WHAT IS BEING ASKED:
Print out every record below, exactly as written.

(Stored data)
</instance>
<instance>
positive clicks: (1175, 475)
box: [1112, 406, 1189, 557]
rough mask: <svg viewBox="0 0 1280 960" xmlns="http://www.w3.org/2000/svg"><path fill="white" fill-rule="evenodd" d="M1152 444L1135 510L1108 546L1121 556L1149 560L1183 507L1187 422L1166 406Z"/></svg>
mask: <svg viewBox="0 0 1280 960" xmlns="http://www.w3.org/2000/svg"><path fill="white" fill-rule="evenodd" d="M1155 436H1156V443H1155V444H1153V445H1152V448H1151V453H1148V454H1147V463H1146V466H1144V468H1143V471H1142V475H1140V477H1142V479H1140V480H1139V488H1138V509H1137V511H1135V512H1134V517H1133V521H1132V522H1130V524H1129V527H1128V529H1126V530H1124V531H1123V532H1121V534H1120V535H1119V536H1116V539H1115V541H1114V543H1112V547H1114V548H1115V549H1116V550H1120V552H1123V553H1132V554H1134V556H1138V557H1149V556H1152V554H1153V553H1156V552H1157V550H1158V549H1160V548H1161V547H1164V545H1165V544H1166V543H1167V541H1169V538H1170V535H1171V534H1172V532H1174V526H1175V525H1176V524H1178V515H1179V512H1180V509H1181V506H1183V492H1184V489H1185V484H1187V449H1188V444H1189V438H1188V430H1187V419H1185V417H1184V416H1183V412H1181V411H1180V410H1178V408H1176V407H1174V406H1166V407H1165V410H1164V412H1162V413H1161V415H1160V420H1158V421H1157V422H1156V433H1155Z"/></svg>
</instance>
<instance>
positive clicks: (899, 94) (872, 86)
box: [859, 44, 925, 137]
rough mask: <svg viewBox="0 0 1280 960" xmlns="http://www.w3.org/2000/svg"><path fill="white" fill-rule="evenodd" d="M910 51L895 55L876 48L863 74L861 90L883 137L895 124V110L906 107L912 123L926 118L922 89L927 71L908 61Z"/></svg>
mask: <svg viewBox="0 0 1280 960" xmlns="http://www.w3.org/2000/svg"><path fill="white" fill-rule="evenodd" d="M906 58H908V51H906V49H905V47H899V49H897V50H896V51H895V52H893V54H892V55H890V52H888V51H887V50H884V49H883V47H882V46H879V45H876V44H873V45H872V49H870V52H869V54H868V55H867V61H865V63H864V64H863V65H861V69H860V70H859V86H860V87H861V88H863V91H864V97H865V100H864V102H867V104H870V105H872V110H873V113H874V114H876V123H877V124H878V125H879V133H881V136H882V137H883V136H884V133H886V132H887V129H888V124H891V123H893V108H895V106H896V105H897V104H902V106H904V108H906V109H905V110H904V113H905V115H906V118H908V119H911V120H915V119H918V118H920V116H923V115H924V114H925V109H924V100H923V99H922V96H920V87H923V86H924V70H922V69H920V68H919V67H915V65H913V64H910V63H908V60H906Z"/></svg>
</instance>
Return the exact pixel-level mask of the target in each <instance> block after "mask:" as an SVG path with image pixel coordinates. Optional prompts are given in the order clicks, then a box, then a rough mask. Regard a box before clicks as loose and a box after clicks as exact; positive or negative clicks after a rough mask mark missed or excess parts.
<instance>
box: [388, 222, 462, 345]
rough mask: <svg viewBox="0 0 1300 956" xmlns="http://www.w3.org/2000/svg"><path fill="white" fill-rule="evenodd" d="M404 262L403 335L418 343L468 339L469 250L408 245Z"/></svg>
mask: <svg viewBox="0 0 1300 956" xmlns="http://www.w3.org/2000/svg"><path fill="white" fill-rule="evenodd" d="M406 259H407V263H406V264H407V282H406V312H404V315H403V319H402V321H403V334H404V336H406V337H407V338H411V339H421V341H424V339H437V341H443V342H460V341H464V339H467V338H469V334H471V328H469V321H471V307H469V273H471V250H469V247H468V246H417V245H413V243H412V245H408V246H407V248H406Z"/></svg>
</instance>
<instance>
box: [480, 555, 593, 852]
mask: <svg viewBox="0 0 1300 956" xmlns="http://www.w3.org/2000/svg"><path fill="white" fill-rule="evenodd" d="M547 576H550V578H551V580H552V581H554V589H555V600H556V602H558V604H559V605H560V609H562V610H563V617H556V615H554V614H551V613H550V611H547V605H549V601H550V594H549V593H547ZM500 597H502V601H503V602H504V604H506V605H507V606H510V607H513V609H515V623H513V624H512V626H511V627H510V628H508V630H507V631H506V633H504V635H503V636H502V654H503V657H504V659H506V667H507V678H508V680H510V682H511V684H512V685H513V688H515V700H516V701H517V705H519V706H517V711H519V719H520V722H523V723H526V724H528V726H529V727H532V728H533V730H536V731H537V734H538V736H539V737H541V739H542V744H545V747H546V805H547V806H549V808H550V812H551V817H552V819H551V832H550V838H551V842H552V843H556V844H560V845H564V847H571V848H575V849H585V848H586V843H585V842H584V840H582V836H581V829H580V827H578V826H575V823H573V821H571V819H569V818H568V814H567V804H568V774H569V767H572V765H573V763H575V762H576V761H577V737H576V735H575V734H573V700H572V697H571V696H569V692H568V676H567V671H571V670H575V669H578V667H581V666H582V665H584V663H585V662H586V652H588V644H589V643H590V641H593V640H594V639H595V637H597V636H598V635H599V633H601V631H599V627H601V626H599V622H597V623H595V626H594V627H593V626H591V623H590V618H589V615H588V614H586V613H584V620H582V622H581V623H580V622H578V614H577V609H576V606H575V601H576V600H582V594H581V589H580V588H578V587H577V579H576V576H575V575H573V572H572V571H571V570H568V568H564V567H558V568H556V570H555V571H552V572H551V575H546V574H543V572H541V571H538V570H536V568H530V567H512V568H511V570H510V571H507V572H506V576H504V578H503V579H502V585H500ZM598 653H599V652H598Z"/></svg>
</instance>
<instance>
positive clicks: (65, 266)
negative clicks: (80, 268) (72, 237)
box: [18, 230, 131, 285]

RESPONSE TO THIS EXERCISE:
</instance>
<instance>
positive clicks: (1175, 475)
box: [1112, 406, 1189, 557]
rough mask: <svg viewBox="0 0 1280 960" xmlns="http://www.w3.org/2000/svg"><path fill="white" fill-rule="evenodd" d="M1152 444L1135 510L1108 546L1121 556L1149 560L1183 507L1187 422L1166 406Z"/></svg>
mask: <svg viewBox="0 0 1280 960" xmlns="http://www.w3.org/2000/svg"><path fill="white" fill-rule="evenodd" d="M1155 436H1156V443H1155V444H1153V445H1152V448H1151V453H1148V454H1147V463H1146V466H1144V468H1143V471H1142V475H1140V477H1142V479H1140V480H1139V488H1138V509H1137V511H1135V512H1134V517H1133V521H1132V522H1130V524H1129V527H1128V529H1126V530H1124V531H1123V532H1121V534H1120V535H1119V536H1116V539H1115V541H1114V543H1112V547H1114V548H1115V549H1116V550H1120V552H1123V553H1132V554H1134V556H1138V557H1149V556H1152V554H1153V553H1156V552H1157V550H1158V549H1160V548H1161V547H1164V545H1165V544H1166V543H1167V541H1169V538H1170V535H1171V534H1172V532H1174V526H1175V525H1176V524H1178V515H1179V512H1180V509H1181V506H1183V492H1184V489H1185V484H1187V449H1188V444H1189V438H1188V430H1187V419H1185V417H1184V416H1183V412H1181V411H1180V410H1178V408H1176V407H1174V406H1166V407H1165V410H1164V412H1162V413H1161V415H1160V420H1158V421H1157V422H1156V433H1155Z"/></svg>
</instance>
<instance>
positive clicks: (899, 94) (872, 86)
box: [859, 44, 925, 137]
rough mask: <svg viewBox="0 0 1280 960" xmlns="http://www.w3.org/2000/svg"><path fill="white" fill-rule="evenodd" d="M910 51L895 55L876 48L863 74L861 90L883 137L895 124V110L906 107L912 123L926 118L922 89L927 71L908 61Z"/></svg>
mask: <svg viewBox="0 0 1280 960" xmlns="http://www.w3.org/2000/svg"><path fill="white" fill-rule="evenodd" d="M906 58H908V51H906V49H905V47H899V49H897V50H896V51H895V52H893V54H892V55H890V52H888V51H887V50H884V49H883V47H882V46H879V45H876V44H873V45H872V49H870V52H869V54H868V55H867V61H865V63H864V64H863V65H861V69H860V70H859V86H860V87H861V88H863V91H864V97H865V100H864V102H867V104H870V105H872V110H873V113H874V114H876V123H877V124H878V125H879V133H881V136H882V137H883V136H884V133H886V132H887V129H888V124H891V123H893V108H895V106H896V105H897V104H902V106H904V108H906V109H905V110H904V113H905V115H906V118H908V119H911V120H915V119H918V118H920V116H923V115H924V114H925V109H924V100H923V99H922V96H920V87H923V86H924V70H922V69H920V68H919V67H915V65H913V64H910V63H908V60H906Z"/></svg>
</instance>
Return the exact pixel-level mask of the target in each <instance> block after "mask:" as an SVG path with image pixel coordinates. Optional prompts are given in the order clicks, then a box, then a rough mask. Regard a box before clicks as loose and a box after clicks as exact; positive or negative clicks after a rough mask mark missed or excess parts.
<instance>
box: [388, 222, 462, 345]
rough mask: <svg viewBox="0 0 1300 956" xmlns="http://www.w3.org/2000/svg"><path fill="white" fill-rule="evenodd" d="M404 262L403 335L418 343L468 339L469 250L408 245Z"/></svg>
mask: <svg viewBox="0 0 1300 956" xmlns="http://www.w3.org/2000/svg"><path fill="white" fill-rule="evenodd" d="M406 259H407V263H406V264H407V282H406V312H404V315H403V319H402V321H403V334H404V336H406V337H407V338H411V339H421V341H424V339H437V341H443V342H460V341H464V339H467V338H469V334H471V328H469V321H471V307H469V273H471V250H469V247H468V246H417V245H413V243H412V245H408V246H407V248H406Z"/></svg>
</instance>
<instance>
box: [480, 555, 593, 852]
mask: <svg viewBox="0 0 1300 956" xmlns="http://www.w3.org/2000/svg"><path fill="white" fill-rule="evenodd" d="M547 576H550V578H551V580H552V581H554V589H555V600H556V602H558V604H559V605H560V609H562V610H563V617H556V615H554V614H551V613H550V611H547V605H549V601H550V594H549V593H547ZM500 597H502V601H503V602H504V604H506V605H507V606H510V607H513V609H515V623H513V624H512V626H511V627H510V628H508V630H507V631H506V633H504V635H503V636H502V654H503V657H504V659H506V667H507V678H508V680H510V682H511V684H512V685H513V688H515V700H516V701H517V705H519V706H517V711H519V719H520V722H523V723H526V724H528V726H529V727H532V728H533V730H536V731H537V734H538V736H539V737H541V739H542V744H545V747H546V805H547V806H549V808H550V812H551V817H552V819H551V832H550V838H551V842H552V843H556V844H560V845H564V847H571V848H575V849H585V848H586V843H585V842H584V840H582V836H581V829H580V827H578V826H575V823H573V821H571V819H569V818H568V814H567V804H568V774H569V767H572V765H573V763H575V762H576V761H577V737H576V735H575V734H573V700H572V697H571V696H569V692H568V676H567V671H571V670H575V669H578V667H581V666H582V665H584V663H585V662H586V652H588V644H589V643H590V641H593V640H594V639H595V637H597V636H598V635H599V633H601V631H599V627H601V626H599V622H597V623H595V626H594V627H593V626H591V623H590V618H589V615H588V614H586V613H584V620H582V622H581V623H580V622H578V614H577V609H576V606H575V601H576V600H582V594H581V589H580V588H578V587H577V579H576V576H575V575H573V572H572V571H571V570H568V568H564V567H558V568H556V570H555V571H552V572H551V575H546V574H543V572H541V571H538V570H536V568H530V567H512V568H511V570H510V571H507V572H506V576H504V578H503V579H502V585H500ZM598 653H599V652H598Z"/></svg>
</instance>
<instance>
positive clicks: (65, 266)
negative clicks: (80, 268) (72, 237)
box: [18, 230, 131, 285]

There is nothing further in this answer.